§ Exercise: Which lines of the records contain the word "field"? Copy each one.

§ Saved data entries:
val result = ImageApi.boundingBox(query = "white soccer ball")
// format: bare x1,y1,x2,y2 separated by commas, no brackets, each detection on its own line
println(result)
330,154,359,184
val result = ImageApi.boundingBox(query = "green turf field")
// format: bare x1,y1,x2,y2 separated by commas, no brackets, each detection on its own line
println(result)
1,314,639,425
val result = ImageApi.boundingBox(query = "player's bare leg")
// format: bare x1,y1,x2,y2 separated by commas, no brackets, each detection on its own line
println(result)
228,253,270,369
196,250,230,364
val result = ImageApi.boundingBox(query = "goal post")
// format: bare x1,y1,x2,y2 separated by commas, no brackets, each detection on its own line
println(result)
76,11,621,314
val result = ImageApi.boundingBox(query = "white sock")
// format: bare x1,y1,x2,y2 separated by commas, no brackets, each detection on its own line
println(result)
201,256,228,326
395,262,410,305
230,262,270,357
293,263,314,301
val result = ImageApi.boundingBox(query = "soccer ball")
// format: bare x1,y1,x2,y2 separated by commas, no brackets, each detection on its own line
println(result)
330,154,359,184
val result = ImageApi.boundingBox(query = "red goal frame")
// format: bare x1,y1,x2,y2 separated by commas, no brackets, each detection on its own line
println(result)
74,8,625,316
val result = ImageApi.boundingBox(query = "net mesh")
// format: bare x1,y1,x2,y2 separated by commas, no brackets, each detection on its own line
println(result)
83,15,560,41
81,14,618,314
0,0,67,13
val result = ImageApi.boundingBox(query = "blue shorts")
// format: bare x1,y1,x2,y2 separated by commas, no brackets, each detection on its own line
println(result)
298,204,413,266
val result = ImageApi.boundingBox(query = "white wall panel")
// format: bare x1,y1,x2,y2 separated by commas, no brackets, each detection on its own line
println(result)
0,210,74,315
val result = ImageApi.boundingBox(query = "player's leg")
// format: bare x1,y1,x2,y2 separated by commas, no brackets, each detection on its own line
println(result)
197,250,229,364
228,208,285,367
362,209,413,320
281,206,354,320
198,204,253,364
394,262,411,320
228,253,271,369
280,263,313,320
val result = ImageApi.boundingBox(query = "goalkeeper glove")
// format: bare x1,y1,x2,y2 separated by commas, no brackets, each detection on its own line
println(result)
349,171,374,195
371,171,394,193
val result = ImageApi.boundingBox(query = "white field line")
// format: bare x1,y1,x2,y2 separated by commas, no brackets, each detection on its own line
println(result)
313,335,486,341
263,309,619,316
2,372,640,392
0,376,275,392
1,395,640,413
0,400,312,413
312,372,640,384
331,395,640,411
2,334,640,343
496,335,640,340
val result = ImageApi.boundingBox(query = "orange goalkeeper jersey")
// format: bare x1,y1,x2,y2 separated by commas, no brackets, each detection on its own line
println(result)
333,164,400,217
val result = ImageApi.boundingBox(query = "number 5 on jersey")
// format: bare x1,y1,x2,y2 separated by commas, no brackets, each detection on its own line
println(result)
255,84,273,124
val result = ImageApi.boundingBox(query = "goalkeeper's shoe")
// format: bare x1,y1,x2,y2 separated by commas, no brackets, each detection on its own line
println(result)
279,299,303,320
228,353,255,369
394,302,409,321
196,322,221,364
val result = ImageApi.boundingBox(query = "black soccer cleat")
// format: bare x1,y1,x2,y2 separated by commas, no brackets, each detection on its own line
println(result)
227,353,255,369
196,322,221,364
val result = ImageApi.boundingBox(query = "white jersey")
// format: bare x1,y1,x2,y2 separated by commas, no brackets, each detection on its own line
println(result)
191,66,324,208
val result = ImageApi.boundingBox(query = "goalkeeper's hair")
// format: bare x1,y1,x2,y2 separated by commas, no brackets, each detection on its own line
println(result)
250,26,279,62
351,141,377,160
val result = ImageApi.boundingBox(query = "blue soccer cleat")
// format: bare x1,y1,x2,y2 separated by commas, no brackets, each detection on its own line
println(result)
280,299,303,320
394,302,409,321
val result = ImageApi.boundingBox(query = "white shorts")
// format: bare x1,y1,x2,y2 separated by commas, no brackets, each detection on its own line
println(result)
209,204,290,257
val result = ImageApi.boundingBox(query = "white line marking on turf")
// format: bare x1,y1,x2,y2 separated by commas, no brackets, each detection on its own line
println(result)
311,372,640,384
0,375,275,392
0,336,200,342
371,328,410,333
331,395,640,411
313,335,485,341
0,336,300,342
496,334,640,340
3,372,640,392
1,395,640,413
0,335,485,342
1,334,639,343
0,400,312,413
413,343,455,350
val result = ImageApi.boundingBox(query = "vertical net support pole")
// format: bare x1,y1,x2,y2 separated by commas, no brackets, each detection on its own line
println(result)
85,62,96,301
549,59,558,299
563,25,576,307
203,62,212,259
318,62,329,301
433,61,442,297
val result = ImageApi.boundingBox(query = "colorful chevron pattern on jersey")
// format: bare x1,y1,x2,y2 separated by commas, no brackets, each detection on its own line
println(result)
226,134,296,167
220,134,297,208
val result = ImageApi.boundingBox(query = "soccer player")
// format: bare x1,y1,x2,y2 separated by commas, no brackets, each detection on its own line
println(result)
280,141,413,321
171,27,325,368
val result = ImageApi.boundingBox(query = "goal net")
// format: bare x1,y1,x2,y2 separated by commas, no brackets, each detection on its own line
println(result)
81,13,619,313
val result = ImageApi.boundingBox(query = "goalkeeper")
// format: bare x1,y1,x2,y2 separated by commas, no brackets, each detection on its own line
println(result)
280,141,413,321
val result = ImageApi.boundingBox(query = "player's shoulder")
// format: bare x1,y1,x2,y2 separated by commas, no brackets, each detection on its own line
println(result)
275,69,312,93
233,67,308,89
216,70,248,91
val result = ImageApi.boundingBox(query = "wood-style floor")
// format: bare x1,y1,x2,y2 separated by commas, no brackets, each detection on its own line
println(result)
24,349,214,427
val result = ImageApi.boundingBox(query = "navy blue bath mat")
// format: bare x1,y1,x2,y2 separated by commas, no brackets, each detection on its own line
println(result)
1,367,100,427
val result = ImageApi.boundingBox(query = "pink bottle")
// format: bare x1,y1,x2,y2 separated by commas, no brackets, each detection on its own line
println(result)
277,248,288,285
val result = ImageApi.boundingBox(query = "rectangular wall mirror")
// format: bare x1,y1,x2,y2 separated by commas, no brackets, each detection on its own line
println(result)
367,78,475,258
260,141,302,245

§ Answer to this task:
val result = ImageApi.boundingBox(query = "green turf field")
val result = ImageApi.boundingBox(query = "white field line")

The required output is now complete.